*** Material for the task
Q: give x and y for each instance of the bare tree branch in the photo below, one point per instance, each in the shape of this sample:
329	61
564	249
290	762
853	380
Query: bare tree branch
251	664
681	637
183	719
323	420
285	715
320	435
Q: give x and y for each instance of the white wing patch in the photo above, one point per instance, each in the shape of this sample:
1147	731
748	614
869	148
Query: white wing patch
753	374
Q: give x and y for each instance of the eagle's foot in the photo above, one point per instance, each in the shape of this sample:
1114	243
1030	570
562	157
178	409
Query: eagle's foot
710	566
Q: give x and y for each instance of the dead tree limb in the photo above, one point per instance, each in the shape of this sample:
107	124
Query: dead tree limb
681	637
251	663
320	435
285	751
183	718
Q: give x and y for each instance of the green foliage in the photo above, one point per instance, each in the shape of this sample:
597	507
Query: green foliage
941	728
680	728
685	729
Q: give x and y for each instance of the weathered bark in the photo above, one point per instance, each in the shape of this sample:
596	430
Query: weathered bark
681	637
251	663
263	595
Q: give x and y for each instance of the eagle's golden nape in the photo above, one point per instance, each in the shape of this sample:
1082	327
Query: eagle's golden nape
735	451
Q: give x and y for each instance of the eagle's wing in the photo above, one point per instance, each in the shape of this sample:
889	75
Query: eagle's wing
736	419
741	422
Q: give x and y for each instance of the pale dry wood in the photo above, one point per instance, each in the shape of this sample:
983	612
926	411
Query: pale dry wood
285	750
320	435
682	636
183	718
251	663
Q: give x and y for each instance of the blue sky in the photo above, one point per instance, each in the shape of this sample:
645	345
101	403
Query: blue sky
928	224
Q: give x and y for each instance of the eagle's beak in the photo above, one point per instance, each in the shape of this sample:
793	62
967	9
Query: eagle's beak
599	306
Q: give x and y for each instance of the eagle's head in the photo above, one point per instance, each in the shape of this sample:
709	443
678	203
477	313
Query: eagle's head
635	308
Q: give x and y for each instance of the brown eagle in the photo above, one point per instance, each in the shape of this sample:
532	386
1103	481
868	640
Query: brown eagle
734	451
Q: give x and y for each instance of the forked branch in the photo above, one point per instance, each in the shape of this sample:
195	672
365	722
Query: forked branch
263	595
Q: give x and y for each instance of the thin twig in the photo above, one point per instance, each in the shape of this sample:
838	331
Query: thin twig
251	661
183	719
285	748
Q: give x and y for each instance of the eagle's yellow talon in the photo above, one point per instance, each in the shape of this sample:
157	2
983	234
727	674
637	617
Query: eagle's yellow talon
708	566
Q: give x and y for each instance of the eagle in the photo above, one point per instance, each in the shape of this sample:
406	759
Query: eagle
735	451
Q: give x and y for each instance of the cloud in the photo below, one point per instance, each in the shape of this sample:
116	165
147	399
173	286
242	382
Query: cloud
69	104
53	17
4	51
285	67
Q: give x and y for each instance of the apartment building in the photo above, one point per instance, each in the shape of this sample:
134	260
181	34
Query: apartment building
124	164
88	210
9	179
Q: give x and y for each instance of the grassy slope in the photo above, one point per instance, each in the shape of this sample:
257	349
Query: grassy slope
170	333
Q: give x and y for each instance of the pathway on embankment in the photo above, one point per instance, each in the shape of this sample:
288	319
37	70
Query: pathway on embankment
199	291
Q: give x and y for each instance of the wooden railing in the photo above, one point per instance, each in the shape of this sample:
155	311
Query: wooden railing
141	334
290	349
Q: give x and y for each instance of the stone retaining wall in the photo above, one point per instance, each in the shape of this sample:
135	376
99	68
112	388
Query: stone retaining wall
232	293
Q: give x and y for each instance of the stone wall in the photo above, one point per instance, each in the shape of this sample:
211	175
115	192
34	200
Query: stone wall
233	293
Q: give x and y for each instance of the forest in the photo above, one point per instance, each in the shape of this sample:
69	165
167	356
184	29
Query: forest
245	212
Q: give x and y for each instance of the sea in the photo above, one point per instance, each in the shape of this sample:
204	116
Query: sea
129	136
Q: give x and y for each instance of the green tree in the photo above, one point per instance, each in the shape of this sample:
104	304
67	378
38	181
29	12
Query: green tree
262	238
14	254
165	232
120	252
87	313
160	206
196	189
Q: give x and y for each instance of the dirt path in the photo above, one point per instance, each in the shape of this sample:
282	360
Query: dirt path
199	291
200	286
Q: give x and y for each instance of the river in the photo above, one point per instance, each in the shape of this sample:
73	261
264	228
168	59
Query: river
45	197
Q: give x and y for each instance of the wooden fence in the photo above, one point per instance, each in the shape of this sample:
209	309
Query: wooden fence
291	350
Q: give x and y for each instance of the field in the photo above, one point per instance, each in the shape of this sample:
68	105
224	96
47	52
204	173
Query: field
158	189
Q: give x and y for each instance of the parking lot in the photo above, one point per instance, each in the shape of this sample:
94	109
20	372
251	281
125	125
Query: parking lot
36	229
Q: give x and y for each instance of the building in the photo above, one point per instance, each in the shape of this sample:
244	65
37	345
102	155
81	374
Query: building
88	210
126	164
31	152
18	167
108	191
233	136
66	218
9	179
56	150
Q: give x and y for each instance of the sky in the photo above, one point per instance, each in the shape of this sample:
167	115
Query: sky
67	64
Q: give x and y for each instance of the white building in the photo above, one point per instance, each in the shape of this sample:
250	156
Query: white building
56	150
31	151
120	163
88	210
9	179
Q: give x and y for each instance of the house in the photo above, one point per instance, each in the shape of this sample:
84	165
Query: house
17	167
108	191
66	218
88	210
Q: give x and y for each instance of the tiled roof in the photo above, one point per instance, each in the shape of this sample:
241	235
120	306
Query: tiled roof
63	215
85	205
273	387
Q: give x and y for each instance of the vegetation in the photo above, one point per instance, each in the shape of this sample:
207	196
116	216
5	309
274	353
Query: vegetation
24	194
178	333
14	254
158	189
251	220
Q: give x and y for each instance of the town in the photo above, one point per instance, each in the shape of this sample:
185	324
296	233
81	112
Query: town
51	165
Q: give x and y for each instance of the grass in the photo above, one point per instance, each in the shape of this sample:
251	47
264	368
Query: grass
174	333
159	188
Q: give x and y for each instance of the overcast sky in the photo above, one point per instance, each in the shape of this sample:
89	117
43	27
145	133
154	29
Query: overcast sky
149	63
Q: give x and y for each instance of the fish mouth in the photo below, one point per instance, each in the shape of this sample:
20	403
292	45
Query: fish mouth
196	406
******
Directions for this task: Write out every line of the records exactly.

Complete response:
Q: give x and y for each instance of the bare tree branch in the photo below, one point per instance, each in the shape of this sample:
329	61
564	249
290	762
853	380
Query: bare tree branch
251	664
681	637
183	719
323	420
285	715
320	435
Q: give x and y for each instance of the white wing patch in the photo above, one point per instance, each in the shape of this sample:
1147	731
748	614
869	148
Query: white wing patch
753	374
Q: give x and y for each instance of the eagle's foot in the photo above, one point per instance, each in the shape of this sample:
1114	243
1030	570
562	157
178	409
Query: eagle's foot
710	566
Q: give x and y for each instance of the dead tree limb in the photo above, one point per instance, each in the shape of this sample:
107	124
Query: dead tree limb
681	637
251	663
320	435
285	751
183	718
Q: give x and y for each instance of the green foliage in the photo above, one point per instance, each in the shape of this sample:
597	507
Query: green foliage
941	728
680	728
685	729
Q: give x and y for each instance of the weathered bark in the photo above, one point per instance, each in the shape of this sample:
596	430
Query: weathered bark
681	637
251	663
263	595
Q: give x and y for each instance of the eagle's golden nape in the photo above, one point per instance, each in the shape of this sample:
1082	327
Query: eagle's golden nape
735	451
Q: give x and y for each instance of the eagle's wing in the photo above, one point per instance, each in the shape of this sample:
889	75
Query: eagle's wing
736	419
741	422
Q: give x and y for each instance of the pale dry wood in the photo above, one point per instance, each in the shape of this sample:
983	612
926	411
Query: pale dry wood
285	750
320	435
682	636
183	718
251	663
Q: give x and y for each instance of the blue sky in the photo above, one point per instance, each in the shape of this sample:
645	345
101	403
Query: blue sky
928	224
Q: give x and y for each instance of the eagle's beak in the photo above, one point per instance, each in the shape of this sample:
793	62
967	9
Query: eagle's beak
599	306
Q: give x and y for each instance of the eagle's head in the photo above, one point per instance, each in the shape of this sample:
709	443
678	203
477	313
Query: eagle's head
635	308
Q: give x and y for each instance of the brown eagle in the photo above, one point per instance, each in the shape of this sample:
532	386
1103	481
868	640
Query: brown eagle
734	451
Q: give x and y for each instance of the forked branch in the photo above, one point per instance, each in the shape of this sample:
195	672
365	722
Query: forked branch
263	595
Q: give x and y for each instance of the thin twig in the photo above, one point per instance, each in the shape of this sample:
838	331
Query: thin twig
251	661
183	719
285	748
Q: give x and y for each instance of the eagle's yellow talon in the photo above, one point per instance, each in the shape of this sample:
157	2
983	234
727	674
637	617
Query: eagle's yellow talon
708	566
Q: give x and y for each instance of the eagle in the photo above, one point per instance, each in the shape of this sample:
406	759
Query: eagle
735	451
Q: give x and y for each instance of the cloud in the photo below, one point per instance, each in the shape of this sample:
116	165
147	399
173	286
242	382
Query: cloud
69	104
53	17
4	51
285	67
Q: give x and y for each instance of the apartment building in the photo above, one point per instance, each in the shape of this sample:
134	260
181	34
Query: apartment building
124	164
88	210
9	179
Q: give x and y for each instance of the grassy slope in the photo above, one point per instance, each in the shape of this sample:
257	349
Query: grassy slope
170	333
Q: give x and y for each instance of the pathway on embankment in the photo above, one point per instance, each in the shape of this sample:
288	319
37	70
Query: pathway on embankment
199	291
Q: give x and y for each instance of the wooden railing in the photo above, one point per instance, each in the shape of this sample:
155	311
Query: wooden railing
141	334
290	349
Q: give x and y for each instance of the stone retaining wall in the photo above, one point per instance, each in the shape of this sample:
135	376
99	68
112	388
Query: stone retaining wall
232	293
Q: give x and y for each instance of the stone wall in the photo above, one point per instance, each in the shape of this sample:
211	175
115	192
34	200
Query: stone wall
233	293
Q: give x and y for each instance of the forest in the photo above, one point per instance, each in the shape of this sample:
69	165
167	356
184	29
Query: forest
245	212
Q: give x and y for each instance of the sea in the photo above, one point per instance, each in the shape of this sample:
204	116
Query: sea
129	136
Q: give x and y for each instance of the green tree in the photo above, one point per instance, each in the shape of this sample:
104	304
67	378
38	181
29	12
Query: green tree
262	238
14	254
165	232
120	252
87	313
160	206
196	189
Q: give x and y for each instance of the dirt path in the photo above, one point per instance, each in the shape of this sample:
282	360
Query: dirt path
199	291
200	286
Q: give x and y for each instance of the river in the photo above, one point per instance, each in the shape of this sample:
73	261
264	228
168	59
Query: river
45	197
Q: give x and y for each instance of the wooden fence in the photo above, one point per instance, each in the shape of this sample:
209	309
Query: wooden fence
291	350
Q: give x and y for each instance of the field in the photo above, one point per instance, each in the shape of this sample:
68	105
224	96
47	52
204	173
Query: field
158	189
Q: give x and y for each instance of the parking lot in the photo above, one point per instance, each in the shape of this sample:
94	109
20	372
251	281
125	125
Query: parking lot
36	229
Q: give x and y for each instance of the building in the photo above, one point per instance, each in the shape of this sample:
244	65
37	345
102	155
81	374
Query: building
88	210
126	164
31	152
18	167
108	191
233	136
66	218
9	179
56	150
Q: give x and y for each instance of the sky in the photo above, one point per instance, each in the shape of this sample:
167	115
Query: sky
67	64
Q: give x and y for each instance of the white building in the photo above, one point per instance, each in the shape of this sample:
250	156
Query: white building
56	150
31	151
120	163
88	210
9	179
Q: give x and y for each instance of the house in the photo above, one point per instance, each in the shape of this sample:
84	165
Query: house
17	167
108	191
66	218
88	210
Q: give x and y for each instance of the tiled roof in the photo above, one point per instance, each in the shape of this sample:
241	235
120	306
Query: tiled roof
63	215
85	205
273	387
Q: give x and y for each instance of the vegetation in the photo above, one point per instance, each in the shape of this sample:
207	196
116	216
5	309
274	353
Query: vegetation
24	194
178	333
14	254
158	189
251	220
Q: give x and y for each instance of the town in the photo above, one point per instance, each in the shape of this sample:
185	324
296	233
81	112
Query: town
51	165
Q: give x and y for each instance of the grass in the photo above, one point per instance, each in the shape of this sample:
251	47
264	368
Query: grass
174	333
159	188
Q: give x and y for each instance of the overcast sky in the photo above, one point per instance, each in the shape of this sample:
89	117
43	27
145	133
154	29
Query: overcast sky
149	63
Q: give x and y for each instance of the fish mouth in the photo below, one point per instance, each in the shape of this sample:
20	403
292	45
Query: fish mouth
196	406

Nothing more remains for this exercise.